- Extracted entries -
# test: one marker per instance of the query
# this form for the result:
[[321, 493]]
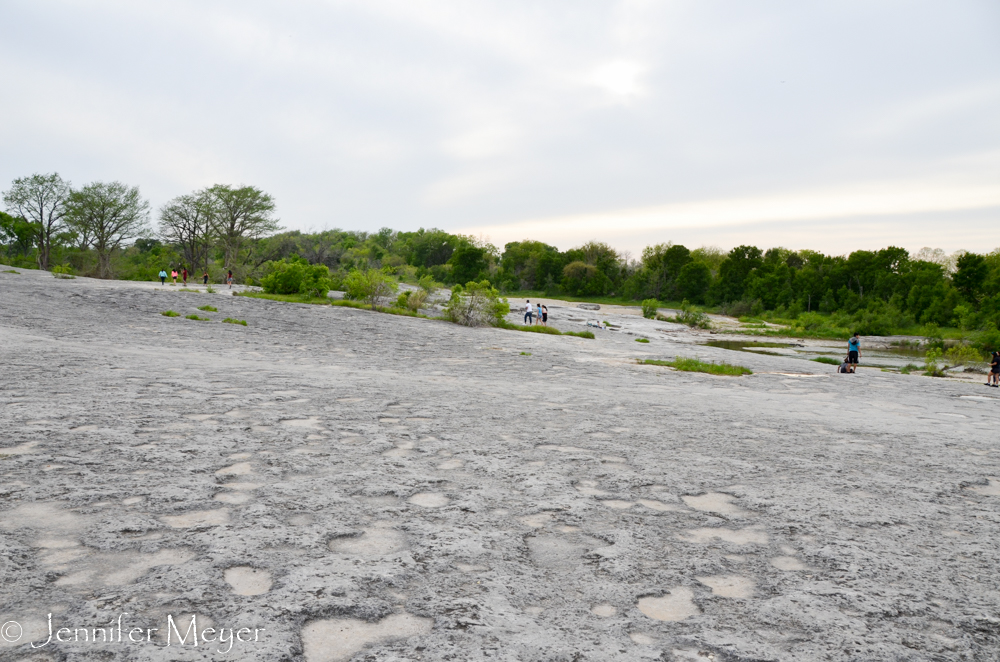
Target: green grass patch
[[695, 365]]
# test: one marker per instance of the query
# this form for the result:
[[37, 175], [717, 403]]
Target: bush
[[477, 304], [295, 275], [649, 307], [62, 271], [372, 286], [963, 355]]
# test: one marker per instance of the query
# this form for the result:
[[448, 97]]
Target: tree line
[[104, 229]]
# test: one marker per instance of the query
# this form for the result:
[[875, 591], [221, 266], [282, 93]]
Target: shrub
[[295, 275], [963, 355], [649, 308], [477, 304], [372, 286], [695, 365]]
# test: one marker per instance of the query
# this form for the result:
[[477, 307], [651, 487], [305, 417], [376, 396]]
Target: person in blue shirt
[[854, 351]]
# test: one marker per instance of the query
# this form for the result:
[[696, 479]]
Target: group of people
[[183, 274], [993, 378], [850, 364], [530, 313]]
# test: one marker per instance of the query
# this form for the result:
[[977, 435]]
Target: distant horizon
[[835, 127]]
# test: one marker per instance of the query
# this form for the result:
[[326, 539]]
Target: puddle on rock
[[429, 500], [604, 611], [713, 502], [248, 581], [675, 606], [787, 563], [197, 518], [729, 586], [378, 540], [737, 537], [339, 639]]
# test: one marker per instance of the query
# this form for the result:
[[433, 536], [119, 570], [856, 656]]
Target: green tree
[[468, 263], [112, 214], [372, 286], [40, 200], [238, 215], [970, 275], [186, 221]]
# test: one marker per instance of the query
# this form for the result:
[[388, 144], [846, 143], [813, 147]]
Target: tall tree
[[186, 220], [239, 215], [40, 200], [110, 213]]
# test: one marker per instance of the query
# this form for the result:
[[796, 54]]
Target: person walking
[[854, 351]]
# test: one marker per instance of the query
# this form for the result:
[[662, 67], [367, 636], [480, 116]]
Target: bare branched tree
[[111, 214], [40, 200], [186, 220]]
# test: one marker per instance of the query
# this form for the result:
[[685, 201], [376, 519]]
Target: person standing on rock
[[854, 351]]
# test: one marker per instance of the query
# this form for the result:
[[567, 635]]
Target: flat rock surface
[[353, 485]]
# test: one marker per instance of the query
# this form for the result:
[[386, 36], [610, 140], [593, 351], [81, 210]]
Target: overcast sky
[[832, 126]]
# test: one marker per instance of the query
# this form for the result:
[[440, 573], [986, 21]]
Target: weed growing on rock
[[695, 365]]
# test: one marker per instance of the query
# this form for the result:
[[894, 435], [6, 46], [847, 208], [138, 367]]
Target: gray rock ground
[[388, 488]]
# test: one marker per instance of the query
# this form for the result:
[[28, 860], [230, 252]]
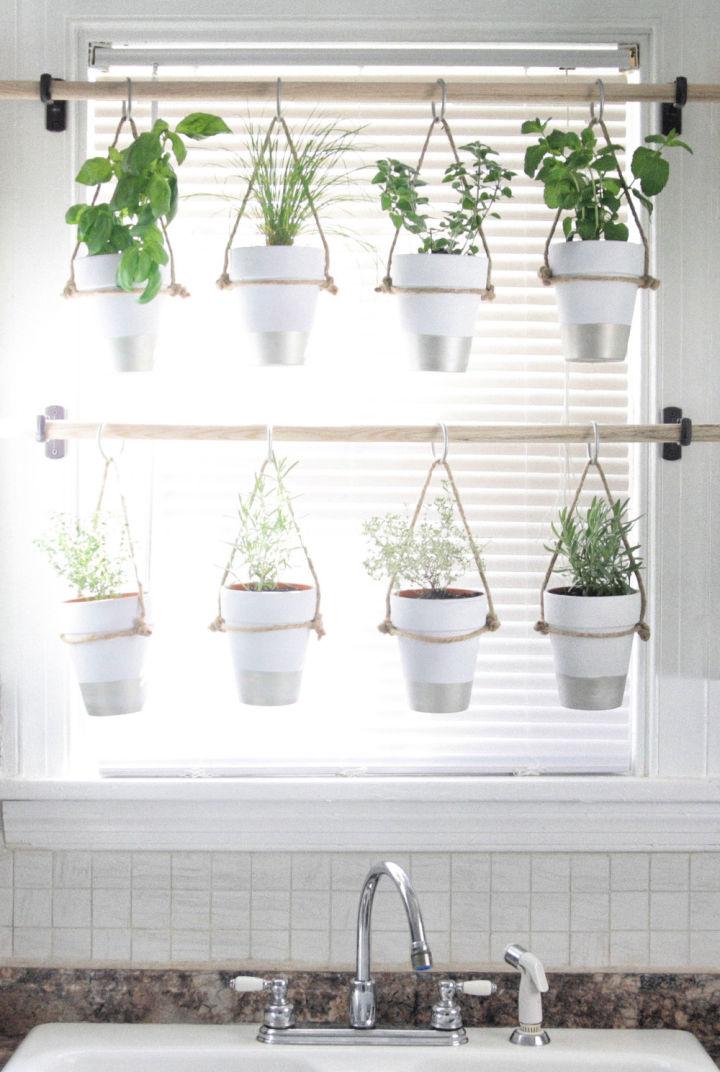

- The task -
In the transcription, every picture is to be excluded and the records above given again exactly.

- Output -
# test: one marker per instance of the query
# this form for the result:
[[321, 493]]
Target: green grass patch
[[695, 365]]
# test: one marker per instance of the query
# this form for the result:
[[37, 175], [717, 403]]
Target: bush
[[477, 304], [295, 275], [649, 307], [62, 271], [372, 286], [963, 355]]
# test: one marker per instance of the query
# this form for the result:
[[448, 97]]
Target: tree line
[[104, 229]]
# test: one marker per instance of the query
# this form for the result:
[[875, 591], [221, 266], [282, 93]]
Target: shrub
[[295, 275], [963, 355], [649, 308], [477, 304], [372, 286], [695, 365]]
# test: one marker per instance of the query
# this form for the result:
[[477, 307], [651, 487], [305, 417], [376, 396]]
Target: person in blue shirt
[[854, 351]]
# test: one marker per instance of the query
# this form for the result:
[[696, 479]]
Target: group of people
[[183, 274], [993, 378], [850, 364], [530, 313]]
# test: one marker per instance of the query
# this form for the result:
[[977, 435]]
Target: distant horizon
[[835, 127]]
# test: one marker per instance of the query
# this form for the result:
[[326, 539]]
Target: puddle on rock
[[429, 500], [604, 611], [713, 502], [248, 581], [675, 606], [787, 563], [197, 518], [729, 586], [378, 540], [737, 537], [339, 639]]
# test: one marker per instance of the query
# this form for the result:
[[433, 536], [119, 570], [856, 656]]
Target: green tree
[[468, 263], [112, 214], [372, 286], [40, 200], [238, 215], [970, 275], [186, 221]]
# test: one marker per instance of the query
# this form for the result:
[[388, 144], [846, 143], [813, 147]]
Target: tall tree
[[186, 220], [239, 215], [40, 200], [110, 213]]
# test: one marker per instance of the query
# this form for the result:
[[796, 54]]
Target: person walking
[[854, 351]]
# test: one marker per instance of the query
# this form for the result:
[[662, 67], [367, 636], [480, 116]]
Target: bare branched tree
[[111, 214], [40, 200], [186, 220]]
# test: one marker per instance of the query
# this form for the result:
[[685, 201], [376, 519]]
Target: person standing on rock
[[854, 351]]
# test: one marker per instance of the query
# this form for the result:
[[567, 635]]
Target: flat rock surface
[[353, 485]]
# test: one marker per instance of the query
# this form for the result:
[[386, 36], [610, 140], [593, 351], [81, 210]]
Target: overcast sky
[[832, 126]]
# test: one marker per instance of the query
# this form for the result:
[[440, 573], [986, 21]]
Target: weed growing on rock
[[695, 365]]
# test: one marker per instance of the query
# this form for the result:
[[894, 435], [6, 46], [847, 208], [138, 367]]
Target: gray rock ground
[[388, 488]]
# test: one marker per instance of the query
# this form for the result:
[[28, 860], [230, 252]]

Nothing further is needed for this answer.